» Exercises:
**1.** In the court opinion on Vantroy Thompson's Social Security case, on what date did Thompson file his application for SSI benefits?
**2.** Repeat a passage of the court opinion word for word, beginning at the words that have "Plaintiff Vantroy Thompson" and stopping after "thorough and persuasive.".
**3.** Carry on the court opinion in Thompson's Social Security case from the point where it stops.

>> Begin Reading passage

United States District Court, S.D. New York
December 29, 2014
VANTROY THOMPSON, Plaintiff,
CAROLYN W. COLVIN, Acting Commissioner of Social Security, Defendant.
OPINION & ORDER
PAUL A. ENGELMAYER, District Judge.
Plaintiff Vantroy Thompson brings this action pursuant to § 205(g) of the Social Security Act, 42 U.S.C. § 405(g), seeking judicial review of a final decision of the Commissioner of Social Security (the "Commissioner"), which denied Thompson's application for supplemental security income ("SSI") benefits. Thompson moved for an order remanding this action to the Commission, and the Commissioner cross-moved for judgment on the pleadings pursuant to Federal Rule of Civil Procedure 12(c). Before the Court is the July 7, 2014 Report and Recommendation of Magistrate Judge Henry B. Pitman, recommending that the Court deny Thompson's motion and grant the Commissioner's motion. Dkt. 22 (the "Report"). For the following reasons, the Court adopts the Report in full, finding it thorough and persuasive.
Thompson, who is now 56 years old, claims that he became disabled on October 2, 2005 due to post-traumatic stress disorder, bipolar disorder, and depression. He briefly worked as a porter at an apartment building from July through October 2008, but he left that position because it required him to interact with other people.
On December 5, 2008, Thompson filed an application for SSI benefits. After the Social Security Administration denied his application on March 18, 2009, he requested and was granted a hearing before an Administrative Law Judge ("ALJ"). On June 29, 2010, Thompson testified at a hearing before ALJ Mark Solomon.
On August 20, 2010, the All issued a decision concluding that Thompson was not disabled within the meaning of the Social Security Act. In reaching that conclusion, the ALJ assigned "some weight" to, but also discounted, the opinion of one of Thompson's treating physicians, and declined to contact her before discounting her opinion. The Appeals Council denied Thompson's request for review of the ALJ's decision, making the ALJ's decision the Commissioner's final decision.
On September 18, 2012, Thompson commenced this action. See Dkt. 2 ("Complaint"). The Complaint asserts that the ALJ's decision was not supported by substantial evidence and was predicated on multiple legal errors. Id. On September 20, 2012, the Court referred this case to Judge Pitman. Dkt. 6. On January 18, 2013, the Commissioner answered. Dkt. 9.
On March 27, 2013, Thompson filed a motion to reverse and remand the Commissioner's decision, Dkt. 12, along with a supporting memorandum of law, Dkt. 13 ("Thompson Br."). On September 13, 2013, the Commissioner filed a cross-motion for judgment on the pleadings, Dkt. 18, and a supporting memorandum of law, Dkt. 19 ("Comm'r Br."). On October 4, 2013, Thompson filed a reply to the Commissioner's cross-motion. Dkt. 21.

>> End Reading passage
>> Begin Records shown

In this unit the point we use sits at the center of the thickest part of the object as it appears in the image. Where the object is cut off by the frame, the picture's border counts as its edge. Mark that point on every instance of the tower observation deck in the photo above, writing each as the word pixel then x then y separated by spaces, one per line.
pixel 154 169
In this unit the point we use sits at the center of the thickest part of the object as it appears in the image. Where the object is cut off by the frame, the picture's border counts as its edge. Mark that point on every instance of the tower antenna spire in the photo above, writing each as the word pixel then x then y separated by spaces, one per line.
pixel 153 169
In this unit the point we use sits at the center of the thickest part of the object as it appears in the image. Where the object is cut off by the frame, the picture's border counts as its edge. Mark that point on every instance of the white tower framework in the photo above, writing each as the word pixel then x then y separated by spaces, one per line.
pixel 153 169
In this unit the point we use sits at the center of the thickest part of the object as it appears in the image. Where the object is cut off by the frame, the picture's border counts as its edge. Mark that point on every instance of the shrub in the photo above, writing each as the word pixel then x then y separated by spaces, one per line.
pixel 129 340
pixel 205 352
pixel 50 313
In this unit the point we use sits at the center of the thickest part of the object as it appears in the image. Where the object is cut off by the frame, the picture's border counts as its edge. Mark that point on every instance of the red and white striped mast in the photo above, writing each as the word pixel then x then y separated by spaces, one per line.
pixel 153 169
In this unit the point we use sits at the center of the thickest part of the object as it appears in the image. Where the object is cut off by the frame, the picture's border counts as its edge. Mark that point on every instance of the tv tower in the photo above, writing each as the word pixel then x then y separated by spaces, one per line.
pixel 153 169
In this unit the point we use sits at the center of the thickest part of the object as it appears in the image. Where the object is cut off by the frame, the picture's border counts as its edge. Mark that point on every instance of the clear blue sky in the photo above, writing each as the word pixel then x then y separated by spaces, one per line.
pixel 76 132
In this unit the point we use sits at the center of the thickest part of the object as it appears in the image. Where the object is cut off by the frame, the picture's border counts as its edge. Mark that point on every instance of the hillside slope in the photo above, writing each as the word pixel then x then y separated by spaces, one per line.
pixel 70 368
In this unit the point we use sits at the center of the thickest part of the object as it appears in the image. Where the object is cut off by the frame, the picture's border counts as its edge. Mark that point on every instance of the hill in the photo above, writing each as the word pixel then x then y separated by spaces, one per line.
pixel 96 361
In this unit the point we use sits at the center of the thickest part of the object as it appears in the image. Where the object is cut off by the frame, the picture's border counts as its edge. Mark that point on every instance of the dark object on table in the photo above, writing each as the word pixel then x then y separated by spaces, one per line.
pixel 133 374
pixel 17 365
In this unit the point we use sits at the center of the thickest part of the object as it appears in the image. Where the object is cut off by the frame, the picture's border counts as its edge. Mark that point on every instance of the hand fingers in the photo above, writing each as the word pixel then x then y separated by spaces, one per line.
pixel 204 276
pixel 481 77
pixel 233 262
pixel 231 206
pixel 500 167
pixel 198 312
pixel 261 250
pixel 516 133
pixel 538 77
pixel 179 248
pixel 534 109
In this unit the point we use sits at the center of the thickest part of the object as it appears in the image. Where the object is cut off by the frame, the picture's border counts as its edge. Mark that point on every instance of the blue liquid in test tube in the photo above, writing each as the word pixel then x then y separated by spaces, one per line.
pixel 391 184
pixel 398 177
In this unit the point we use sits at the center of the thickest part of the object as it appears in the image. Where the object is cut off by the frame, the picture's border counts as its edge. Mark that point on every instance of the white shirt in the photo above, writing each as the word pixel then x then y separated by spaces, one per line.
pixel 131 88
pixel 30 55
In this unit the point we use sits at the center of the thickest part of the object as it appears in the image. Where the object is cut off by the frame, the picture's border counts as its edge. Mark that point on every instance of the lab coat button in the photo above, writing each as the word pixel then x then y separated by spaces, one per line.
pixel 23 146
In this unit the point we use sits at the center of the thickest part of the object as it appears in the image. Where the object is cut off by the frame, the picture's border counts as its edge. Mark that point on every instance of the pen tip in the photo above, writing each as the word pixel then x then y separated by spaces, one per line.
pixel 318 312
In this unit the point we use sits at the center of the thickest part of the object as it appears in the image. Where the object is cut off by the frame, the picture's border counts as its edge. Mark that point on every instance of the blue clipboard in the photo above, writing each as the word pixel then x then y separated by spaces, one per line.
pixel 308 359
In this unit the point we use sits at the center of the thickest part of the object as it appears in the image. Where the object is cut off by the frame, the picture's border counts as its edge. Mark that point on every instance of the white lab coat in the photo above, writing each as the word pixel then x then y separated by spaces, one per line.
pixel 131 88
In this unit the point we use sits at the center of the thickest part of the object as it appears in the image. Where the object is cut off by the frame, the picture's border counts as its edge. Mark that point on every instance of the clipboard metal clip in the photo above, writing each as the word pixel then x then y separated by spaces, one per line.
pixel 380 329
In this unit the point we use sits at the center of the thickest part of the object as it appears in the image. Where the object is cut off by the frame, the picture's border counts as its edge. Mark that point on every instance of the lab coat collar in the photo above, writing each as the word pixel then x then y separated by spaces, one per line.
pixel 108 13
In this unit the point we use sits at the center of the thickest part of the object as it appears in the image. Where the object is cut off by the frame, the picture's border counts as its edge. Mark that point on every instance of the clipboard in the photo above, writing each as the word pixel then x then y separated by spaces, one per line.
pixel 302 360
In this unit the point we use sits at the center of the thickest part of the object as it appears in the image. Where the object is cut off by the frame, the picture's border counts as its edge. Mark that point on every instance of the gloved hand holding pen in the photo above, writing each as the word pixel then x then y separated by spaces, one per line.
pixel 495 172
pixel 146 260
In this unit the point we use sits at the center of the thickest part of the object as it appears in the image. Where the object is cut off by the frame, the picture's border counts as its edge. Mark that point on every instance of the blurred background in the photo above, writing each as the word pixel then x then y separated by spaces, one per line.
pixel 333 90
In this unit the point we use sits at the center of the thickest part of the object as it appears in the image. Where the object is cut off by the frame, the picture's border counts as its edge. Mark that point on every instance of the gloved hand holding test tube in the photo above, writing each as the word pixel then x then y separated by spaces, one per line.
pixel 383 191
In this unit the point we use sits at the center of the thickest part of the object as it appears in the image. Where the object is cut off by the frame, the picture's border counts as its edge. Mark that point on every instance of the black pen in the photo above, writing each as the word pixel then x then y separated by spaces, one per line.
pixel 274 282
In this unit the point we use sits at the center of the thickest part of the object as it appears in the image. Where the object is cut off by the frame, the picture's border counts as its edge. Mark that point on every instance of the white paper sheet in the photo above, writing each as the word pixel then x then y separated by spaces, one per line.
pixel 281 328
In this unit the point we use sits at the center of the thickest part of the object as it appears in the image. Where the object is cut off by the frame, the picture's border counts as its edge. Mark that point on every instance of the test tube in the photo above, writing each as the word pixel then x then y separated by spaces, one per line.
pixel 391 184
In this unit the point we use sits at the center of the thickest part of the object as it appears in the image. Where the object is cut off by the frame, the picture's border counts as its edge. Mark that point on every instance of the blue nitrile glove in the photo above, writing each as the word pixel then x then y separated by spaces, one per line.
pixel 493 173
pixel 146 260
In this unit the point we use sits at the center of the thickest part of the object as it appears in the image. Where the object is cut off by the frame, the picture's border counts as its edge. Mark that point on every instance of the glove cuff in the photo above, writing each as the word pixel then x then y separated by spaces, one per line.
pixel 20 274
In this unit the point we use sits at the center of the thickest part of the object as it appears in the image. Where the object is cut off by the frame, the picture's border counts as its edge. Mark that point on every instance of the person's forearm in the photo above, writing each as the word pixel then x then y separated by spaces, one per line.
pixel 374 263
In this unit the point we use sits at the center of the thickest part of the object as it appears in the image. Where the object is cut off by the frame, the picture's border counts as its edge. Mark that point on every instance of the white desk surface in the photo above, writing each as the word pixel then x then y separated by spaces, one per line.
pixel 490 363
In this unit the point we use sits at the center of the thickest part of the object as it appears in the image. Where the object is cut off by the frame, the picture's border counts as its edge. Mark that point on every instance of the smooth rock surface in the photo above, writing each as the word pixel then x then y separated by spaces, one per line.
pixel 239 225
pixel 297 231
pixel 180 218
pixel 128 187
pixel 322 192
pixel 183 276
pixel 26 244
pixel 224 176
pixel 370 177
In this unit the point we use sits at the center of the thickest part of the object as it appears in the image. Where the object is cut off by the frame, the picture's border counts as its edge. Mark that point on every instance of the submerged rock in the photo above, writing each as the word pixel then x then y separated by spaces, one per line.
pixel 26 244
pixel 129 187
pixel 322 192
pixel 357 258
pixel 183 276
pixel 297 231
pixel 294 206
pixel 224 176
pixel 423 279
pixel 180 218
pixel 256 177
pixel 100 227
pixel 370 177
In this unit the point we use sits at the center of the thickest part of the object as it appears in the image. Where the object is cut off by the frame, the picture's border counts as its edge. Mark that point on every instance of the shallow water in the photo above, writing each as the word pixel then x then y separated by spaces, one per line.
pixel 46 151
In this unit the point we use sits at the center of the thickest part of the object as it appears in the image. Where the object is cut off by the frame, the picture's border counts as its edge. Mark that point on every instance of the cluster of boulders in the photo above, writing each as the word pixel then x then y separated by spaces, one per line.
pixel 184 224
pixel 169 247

>> End Records shown

» Outputs in order:
**1.** December 5, 2008

**2.**
Plaintiff Vantroy Thompson brings this action pursuant to § 205(g) of the Social Security Act, 42 U.S.C. § 405(g), seeking judicial review of a final decision of the Commissioner of Social Security (the "Commissioner"), which denied Thompson's application for supplemental security income ("SSI") benefits. Thompson moved for an order remanding this action to the Commission, and the Commissioner cross-moved for judgment on the pleadings pursuant to Federal Rule of Civil Procedure 12(c). Before the Court is the July 7, 2014 Report and Recommendation of Magistrate Judge Henry B. Pitman, recommending that the Court deny Thompson's motion and grant the Commissioner's motion. Dkt. 22 (the "Report"). For the following reasons, the Court adopts the Report in full, finding it thorough and persuasive.

**3.**
On July 7, 2014, Judge Pitman issued the Report, recommending that the Court deny Thompson's motion to remand and grant the Commissioner's cross-motion for judgment on the pleadings. Dkt. 22. On August 15, 2014, Thompson filed objections to the Report. Dkt. 24 ("Thompson Obj."). On October 10, 2014, the Commissioner filed a response to Thompson's objections. Dkt. 27 ("Comm'r Resp, ").
A. Applicable Legal Standards
"A district court may set aside the Commissioner's determination that a claimant is not disabled only if the factual findings are not supported by substantial evidence' or if the decision is based on legal error." Burgess v. Astrue, 537 F.3d 117, 127 (2d Cir. 2008) (citation omitted); see also 42 U.S.C. § 405(g). "Substantial evidence means more than a mere scintilla. It means such relevant evidence as a reasonable mind might accept as adequate to support a conclusion." Burgess, 537 F.3d at 127 (citation omitted).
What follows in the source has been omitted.